==== Task data

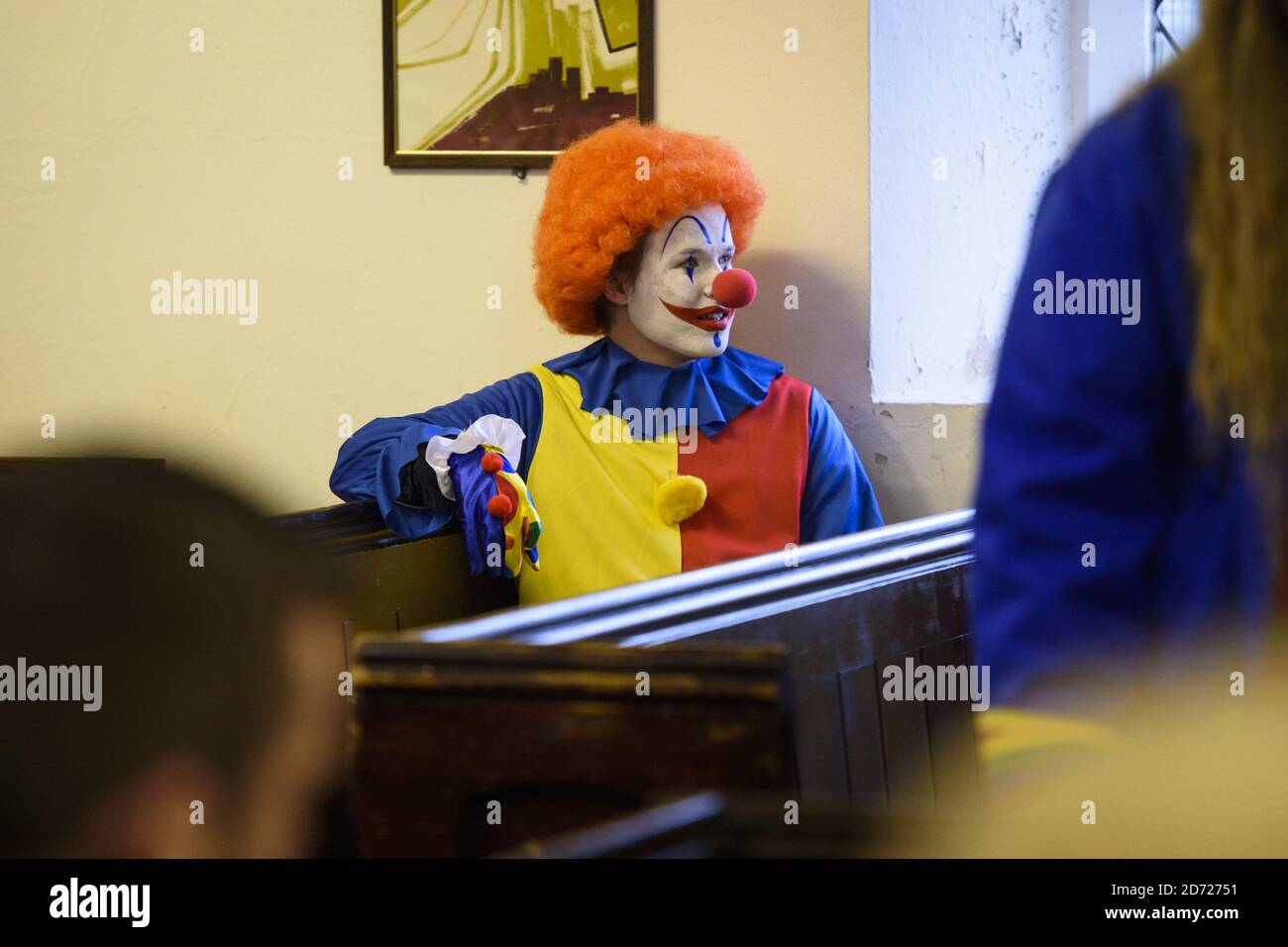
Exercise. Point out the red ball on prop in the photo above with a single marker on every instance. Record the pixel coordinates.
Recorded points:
(734, 289)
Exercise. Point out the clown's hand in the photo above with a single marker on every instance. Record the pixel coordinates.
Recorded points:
(494, 508)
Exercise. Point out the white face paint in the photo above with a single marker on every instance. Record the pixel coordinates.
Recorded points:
(670, 300)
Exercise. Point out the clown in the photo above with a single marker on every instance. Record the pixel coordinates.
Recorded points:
(656, 449)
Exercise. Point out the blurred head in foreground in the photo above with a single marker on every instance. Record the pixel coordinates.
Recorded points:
(167, 671)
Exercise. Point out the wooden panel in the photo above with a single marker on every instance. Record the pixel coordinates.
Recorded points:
(557, 735)
(906, 742)
(419, 583)
(952, 738)
(863, 749)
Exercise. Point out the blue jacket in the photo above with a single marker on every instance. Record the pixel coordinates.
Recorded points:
(1093, 445)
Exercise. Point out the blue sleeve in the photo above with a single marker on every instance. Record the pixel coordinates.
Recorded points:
(1083, 437)
(372, 460)
(838, 496)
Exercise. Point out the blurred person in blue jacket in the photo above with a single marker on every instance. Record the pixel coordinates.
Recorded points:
(1132, 478)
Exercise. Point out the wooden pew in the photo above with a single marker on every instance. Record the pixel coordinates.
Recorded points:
(467, 750)
(842, 609)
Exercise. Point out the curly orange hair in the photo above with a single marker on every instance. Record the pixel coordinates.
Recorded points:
(600, 204)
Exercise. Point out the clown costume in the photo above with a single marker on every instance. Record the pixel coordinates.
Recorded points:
(656, 449)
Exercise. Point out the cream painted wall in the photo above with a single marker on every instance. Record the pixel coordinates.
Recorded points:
(373, 292)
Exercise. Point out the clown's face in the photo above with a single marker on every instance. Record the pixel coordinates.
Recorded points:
(670, 300)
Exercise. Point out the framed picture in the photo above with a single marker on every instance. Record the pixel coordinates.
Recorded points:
(510, 82)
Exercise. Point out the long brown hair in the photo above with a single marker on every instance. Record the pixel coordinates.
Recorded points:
(1233, 86)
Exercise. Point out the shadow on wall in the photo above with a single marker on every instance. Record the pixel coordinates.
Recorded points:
(921, 458)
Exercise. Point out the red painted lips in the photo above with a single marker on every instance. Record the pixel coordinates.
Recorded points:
(711, 318)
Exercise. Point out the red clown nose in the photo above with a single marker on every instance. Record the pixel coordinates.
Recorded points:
(734, 289)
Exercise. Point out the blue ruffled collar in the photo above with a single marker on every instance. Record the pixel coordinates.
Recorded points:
(719, 388)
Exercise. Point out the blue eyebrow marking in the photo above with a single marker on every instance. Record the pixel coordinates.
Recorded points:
(687, 217)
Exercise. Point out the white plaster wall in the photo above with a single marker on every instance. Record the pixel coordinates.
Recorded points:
(992, 94)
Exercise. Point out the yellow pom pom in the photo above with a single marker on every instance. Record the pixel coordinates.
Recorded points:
(679, 499)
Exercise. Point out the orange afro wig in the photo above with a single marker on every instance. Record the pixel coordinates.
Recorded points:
(600, 202)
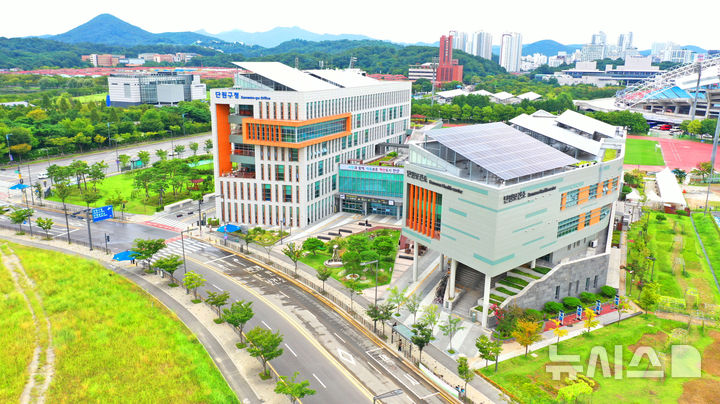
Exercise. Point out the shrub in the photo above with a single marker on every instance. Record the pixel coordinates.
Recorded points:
(571, 302)
(588, 297)
(608, 291)
(553, 307)
(534, 315)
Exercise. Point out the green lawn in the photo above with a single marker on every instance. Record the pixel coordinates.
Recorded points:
(666, 250)
(528, 379)
(386, 265)
(112, 341)
(643, 152)
(91, 97)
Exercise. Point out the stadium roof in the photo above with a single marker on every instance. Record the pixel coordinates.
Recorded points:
(586, 124)
(547, 127)
(286, 75)
(343, 78)
(501, 149)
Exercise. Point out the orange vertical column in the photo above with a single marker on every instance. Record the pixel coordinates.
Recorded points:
(222, 126)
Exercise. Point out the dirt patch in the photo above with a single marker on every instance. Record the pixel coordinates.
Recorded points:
(655, 341)
(711, 356)
(700, 391)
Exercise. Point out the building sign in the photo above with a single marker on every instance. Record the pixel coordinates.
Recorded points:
(360, 198)
(102, 213)
(522, 194)
(423, 178)
(236, 95)
(372, 169)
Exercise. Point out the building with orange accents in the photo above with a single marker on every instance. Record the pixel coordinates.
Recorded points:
(523, 216)
(280, 136)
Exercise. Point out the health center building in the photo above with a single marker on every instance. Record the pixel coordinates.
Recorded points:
(280, 136)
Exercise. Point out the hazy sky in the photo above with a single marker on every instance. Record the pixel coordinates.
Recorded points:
(574, 21)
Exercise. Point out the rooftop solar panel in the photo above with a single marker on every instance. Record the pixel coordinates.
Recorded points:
(501, 149)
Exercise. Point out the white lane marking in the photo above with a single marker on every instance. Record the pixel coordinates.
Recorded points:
(373, 367)
(218, 259)
(319, 381)
(290, 349)
(412, 381)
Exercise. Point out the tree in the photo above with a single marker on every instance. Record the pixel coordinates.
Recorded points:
(622, 307)
(118, 201)
(422, 335)
(294, 253)
(451, 326)
(194, 146)
(193, 280)
(19, 216)
(526, 333)
(217, 300)
(63, 191)
(238, 315)
(292, 389)
(179, 150)
(45, 223)
(430, 316)
(412, 303)
(464, 371)
(558, 330)
(162, 154)
(313, 244)
(323, 273)
(264, 344)
(397, 297)
(169, 264)
(144, 249)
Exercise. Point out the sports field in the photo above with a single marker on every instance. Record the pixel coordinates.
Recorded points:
(643, 152)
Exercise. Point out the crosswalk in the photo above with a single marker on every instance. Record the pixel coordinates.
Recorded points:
(174, 247)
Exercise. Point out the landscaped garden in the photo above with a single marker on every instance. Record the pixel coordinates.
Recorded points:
(528, 379)
(353, 250)
(643, 152)
(112, 341)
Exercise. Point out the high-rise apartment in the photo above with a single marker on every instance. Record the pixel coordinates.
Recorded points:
(482, 44)
(280, 135)
(510, 51)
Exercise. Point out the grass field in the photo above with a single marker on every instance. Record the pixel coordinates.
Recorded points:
(528, 379)
(91, 97)
(113, 343)
(643, 152)
(667, 248)
(124, 184)
(16, 339)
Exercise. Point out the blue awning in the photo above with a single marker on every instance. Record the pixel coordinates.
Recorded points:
(124, 256)
(228, 228)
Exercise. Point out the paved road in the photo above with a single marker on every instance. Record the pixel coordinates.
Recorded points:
(7, 173)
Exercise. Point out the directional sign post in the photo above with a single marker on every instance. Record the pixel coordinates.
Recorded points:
(388, 394)
(102, 213)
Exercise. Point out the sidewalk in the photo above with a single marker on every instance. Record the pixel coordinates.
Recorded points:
(237, 367)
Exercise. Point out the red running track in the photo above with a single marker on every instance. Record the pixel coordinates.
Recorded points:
(684, 154)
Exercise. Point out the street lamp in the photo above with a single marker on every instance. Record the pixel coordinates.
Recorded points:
(652, 272)
(376, 271)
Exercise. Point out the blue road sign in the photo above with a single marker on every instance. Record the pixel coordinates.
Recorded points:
(102, 213)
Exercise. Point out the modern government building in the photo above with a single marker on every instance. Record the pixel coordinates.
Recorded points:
(292, 147)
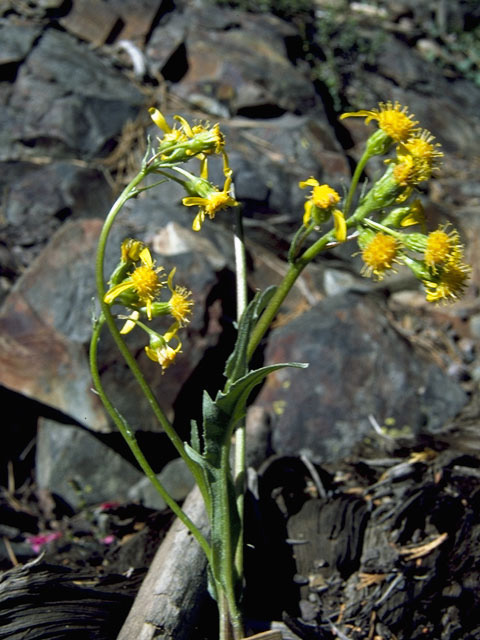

========

# Required work
Return all of the data above word for word, leaving out the pictures.

# Solution to this task
Exercise. Point out the red ball on prop in the photo above with a single marker on every instance. Record the pixel coordinates.
Recorded points:
(734, 289)
Exercise. Point out the clown's hand in the photo above with a single marker on every instance. Record the pixel coordinates.
Recorded points:
(494, 508)
Exercise. Point out the white face paint in the photo above with a single marker on every instance. Record the pixel coordinates.
Recorded points:
(670, 300)
Exercise. Point out the clown in the photo above with a single marker on every instance. Record the pixel coordinates.
Recorded points:
(656, 449)
Exercise. Point out the blurred head in foreground in the photo above with a single marker on every instance. Record the pixel coordinates.
Recorded points:
(167, 671)
Exercise. Point out the wooden panel in the photo above with a single marker on every instance. Record the pixel coordinates.
Recorded points:
(557, 735)
(906, 742)
(419, 583)
(952, 738)
(863, 749)
Exercise. Point out the blue jacket in the photo above with a single marker on every instance. Record the pixel coordinates.
Recorded points:
(1093, 445)
Exercise. Point out the blue sleeve in the photo above with a single marker on every instance. Record the pixel coordinates.
Recorded points:
(1083, 437)
(372, 460)
(838, 496)
Exercise. Point out the blurred person in blue jacket in the photo above with a single marker on every instance. Record the pixel coordinates.
Recorded points:
(1132, 478)
Exercise. Point out the wooden pew in the photo above with a single marker on every instance. Record the pixel coordinates.
Recorded points:
(467, 750)
(842, 609)
Exercise. Point out the curly orange hair in the photo above with a single marker on every instance. Record the pixel coordinates.
Recorded points:
(600, 204)
Exercise. Point out the clown costume in the photo above with a single marker on every instance. Record the pixel coordinates.
Recorded points:
(656, 449)
Exercise. Point out the cream painted wall in the photo above with a single marker on every instance. Record the pixel coordinates.
Recorded points:
(373, 292)
Exercise. Point out the clown's face in the photo above with a single marker on every instance. Record the pixel coordinates.
Recorded points:
(670, 300)
Exercise. Point out the framed picture in the photo above with a single marker on every instance. Record the pixel coordinates.
Recorded points:
(510, 82)
Exercise. Point out the long brown hair in the photo above with a single marker on every instance. Record the pixel coordinates.
Recorded points:
(1233, 86)
Exercise. Point out the shadow on wall in the photo above with a single marker on every instance. Record the pixel coordinates.
Recorded points:
(921, 458)
Exercise. Point out the red painted lips in the photo above with a single marker on every instance. Record the pixel coordinates.
Recorded points:
(711, 318)
Exercise. Point out the red clown nose in the photo above with a single marker on every instance. Record the pixel coordinates.
Recorded points:
(734, 289)
Exercise. Point out the blue ruffled collar in the photo above with a single marker on every instance. Record the pixel coordinates.
Recorded points:
(719, 388)
Exercise. Point out the blue eyebrow marking in the photo above with a single marker on every instance. Record the pixel coordinates.
Recorded points:
(687, 217)
Exercise. Point out the white plaster wall in the photo above with a single marker on every instance. Record the pixel coordinates.
Recorded points:
(992, 94)
Exercise. Point out the yellow pom pom in the photo above with a single marker on every instance. Record the pixel coordinates.
Recorded points:
(679, 499)
Exercise. Point out the orange afro wig in the photo above with a single marker on every instance. Record the pixel coordinates.
Recorded points:
(600, 202)
Exercise. Point out the shrub in the photo above with a single marker on every instance. Record the pixel coordinates.
Recorded points:
(571, 302)
(588, 297)
(608, 291)
(553, 307)
(534, 315)
Exercise. Point out the green lawn in the photo above with a single marker on every instance. Record the pixel coordinates.
Recorded points:
(666, 250)
(528, 379)
(386, 265)
(112, 341)
(643, 152)
(91, 97)
Exercise. Point out the stadium roof in the photo above with a single marker on every instance. Record the pixel coordinates.
Recorded points:
(586, 124)
(547, 127)
(286, 75)
(343, 78)
(501, 149)
Exercise. Point out the orange vertical column in the photo above with a single marker on every instance. Record the pixel coordinates.
Recorded points:
(222, 126)
Exercise. Point out the dirt patch in the photo above with a single marker on every instance. Record the pixel coordinates.
Recorded points:
(655, 341)
(711, 356)
(700, 391)
Exercise. Point out the building sign in the photo above with a single marker on every instance. Record the pixel coordinates.
Recorded points:
(360, 198)
(102, 213)
(522, 194)
(423, 178)
(236, 95)
(372, 169)
Exercise. Point out the building with orange accents in the photo above with a single marker on every instance. Record the pixel coordinates.
Recorded points:
(523, 216)
(280, 136)
Exercise. Point out the health center building in the photo above with a single marker on every instance. Record the pixel coordinates.
Recorded points:
(280, 136)
Exercise. Point out the hazy sky in the photo above with a single marker on every instance. Record the pixel coordinates.
Recorded points:
(574, 21)
Exercise. Point out the rooftop solar panel in the photo above with a single marker on every instance. Record the pixel coordinates.
Recorded points:
(501, 149)
Exercise. Point out the white lane marking in the photo above with a single marker on every instance. Record the pixel coordinates.
Recorded points:
(373, 367)
(218, 259)
(319, 381)
(290, 349)
(412, 381)
Exercise. Point out the tree in the photo above with a single marker on every instance. Record the pixel coordinates.
Recorded points:
(622, 307)
(118, 201)
(422, 335)
(294, 253)
(451, 326)
(194, 146)
(193, 280)
(19, 216)
(526, 333)
(217, 300)
(63, 191)
(238, 315)
(292, 389)
(179, 150)
(45, 223)
(430, 316)
(412, 303)
(464, 371)
(558, 330)
(162, 154)
(313, 244)
(323, 273)
(264, 344)
(397, 297)
(169, 264)
(144, 249)
Exercise. Point out the sports field in the photo above with a single marker on every instance. Record the pixel coordinates.
Recorded points:
(643, 152)
Exercise. Point out the crosswalk in the photo above with a single marker on every instance. Record the pixel coordinates.
Recorded points:
(174, 247)
Exercise. Point out the landscaped garden in the photo above with a single marker on every instance. Record the pixel coordinates.
Recorded points:
(528, 379)
(353, 250)
(643, 152)
(112, 341)
Exercise. Point out the high-rise apartment in the photo above with a single marker on every instance. Record the pixel coordinates.
Recorded points:
(482, 44)
(280, 135)
(510, 51)
Exercise. Point out the grass field in the photo above with a single marker on every instance. Record the pixel coordinates.
Recorded points:
(528, 379)
(91, 97)
(113, 343)
(643, 152)
(667, 248)
(124, 184)
(16, 339)
Exercise. Point out the blue awning in the photo above with a single marker on every instance. Record the pixel coordinates.
Recorded points:
(124, 256)
(228, 228)
Exercise. Point out the paved road in the photo above with a single marker on every instance. Record the pixel coordinates.
Recorded points:
(7, 173)
Exercise. Point out the directional sign post in the photo above with a single marker on every instance. Record the pixel coordinates.
Recorded points:
(388, 394)
(102, 213)
Exercise. Point out the sidewalk in the photo above with a single marker on every instance. Record the pixel coordinates.
Recorded points:
(237, 367)
Exercise. Point out the red running track in the photo above with a single marker on every instance. Record the pixel coordinates.
Recorded points:
(684, 154)
Exercise. Point out the street lamp in the photo above with a single marker on every instance. Record the pixel coordinates.
Recorded points:
(652, 272)
(376, 271)
Exercise. Point out the blue road sign in the photo above with a single marker on every instance. Record the pixel coordinates.
Recorded points:
(102, 213)
Exercise. Point out the modern government building in the photo above with a single marker on every instance. Record the pixel coordinates.
Recorded points:
(292, 147)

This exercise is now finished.